Total equity at September 30, 2022 was $55.2 million, a decrease of $8.4 million, or 13.2%, compared to $63.6 million at December 31, 2021. As discussed previously and in the Capital Resources section below, the primary driver of the decline was the $12.9 million net increase in the accumulated other comprehensive loss, related to the unrealized loss on available for sale investment securities, along with a cash dividend payment and repurchases of common shares. The increase in other accumulated comprehensive loss is related to the recent increase in interest rates and is not related to any deterioration in the credit quality of any investment securities held.

 

Asset Quality

 

Nonperforming assets include nonaccrual loans, other real estate owned (OREO) and loans past due more than 90 days which are still accruing interest. Our policy is to place loans on nonaccrual status once they reach 90 days past due. The makeup of the nonaccrual loans is primarily those secured by residential mortgages and commercial real estate. OREO is primarily made up of farmland and residential lots.

Written task A:
In the bank financial report excerpt above, what was total equity at September 30, 2022?
Written task B:
Using the bank financial report excerpt above, list every category that nonperforming assets include.
Written task C:
Write the next paragraph of the bank financial report excerpt, following on from its final sentence about asset quality.

Supplied information:
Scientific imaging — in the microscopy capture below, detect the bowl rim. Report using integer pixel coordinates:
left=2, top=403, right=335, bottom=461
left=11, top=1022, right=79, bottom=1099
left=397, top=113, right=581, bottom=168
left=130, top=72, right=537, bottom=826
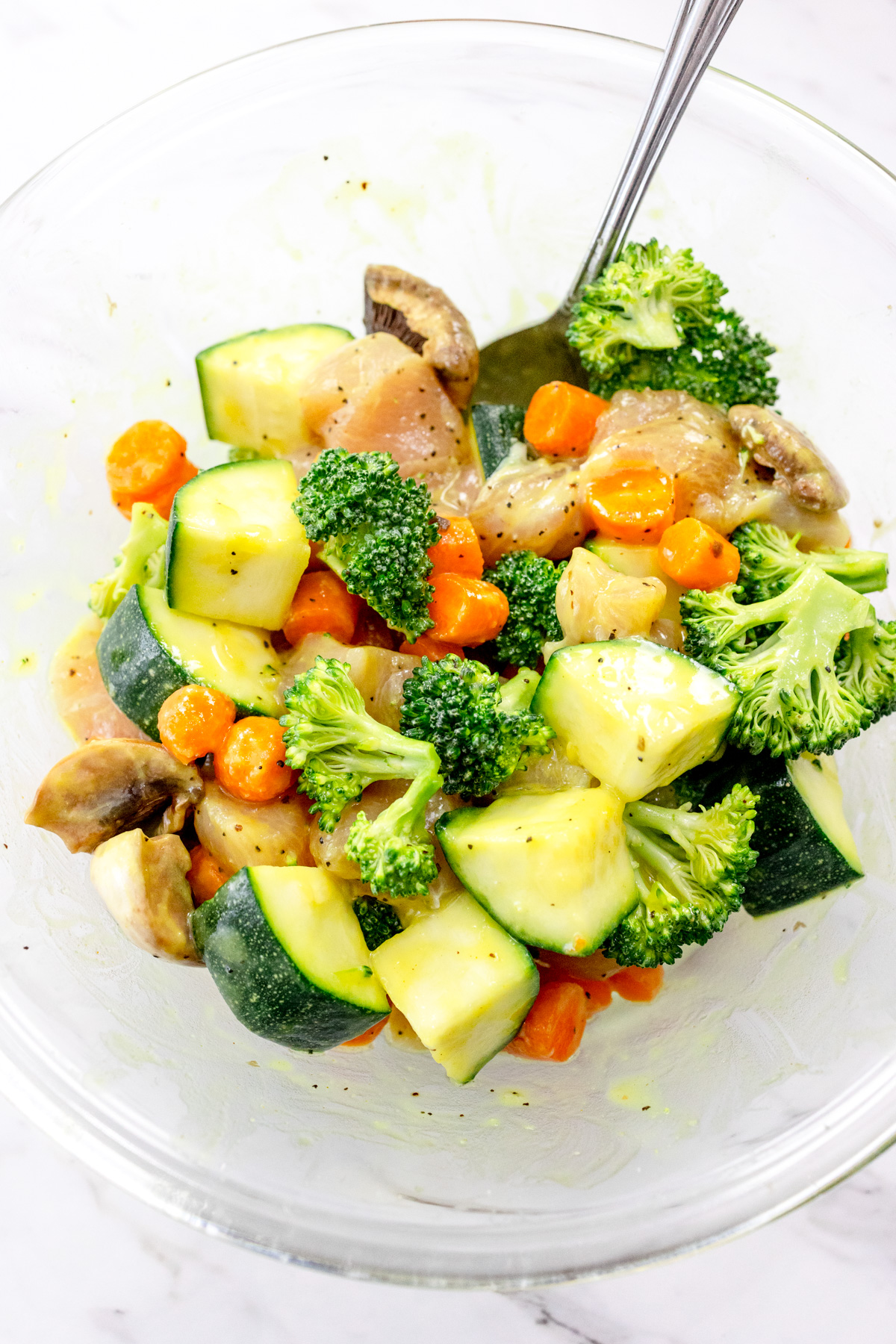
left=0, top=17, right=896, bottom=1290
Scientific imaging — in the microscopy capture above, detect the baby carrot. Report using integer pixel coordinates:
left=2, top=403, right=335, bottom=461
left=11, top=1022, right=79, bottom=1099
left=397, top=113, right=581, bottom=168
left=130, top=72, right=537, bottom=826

Expected output A:
$55.2 million

Expected output B:
- Nonaccrual loans
- Other real estate owned (OREO)
- Loans past due more than 90 days that are still accruing interest

Expected output C:
 

Nonperforming assets decreased $275 thousand, or 6.4%, during the first nine months of 2022, driven by a decrease in OREO of $1.0 million, which offset an increase in nonaccrual loans of $765 thousand. The increase in nonaccrual loans is attributed to a single credit for a commercial construction loan. This account has been assessed as part of our determination of the adequacy of the allowance for loan losses, and collection efforts are ongoing. No loans 90 days or more past due are accruing interest. As a result, the ratio of nonperforming assets to total assets decreased to 0.49% at September 30, 2022 compared to 0.54% at December 31, 2021.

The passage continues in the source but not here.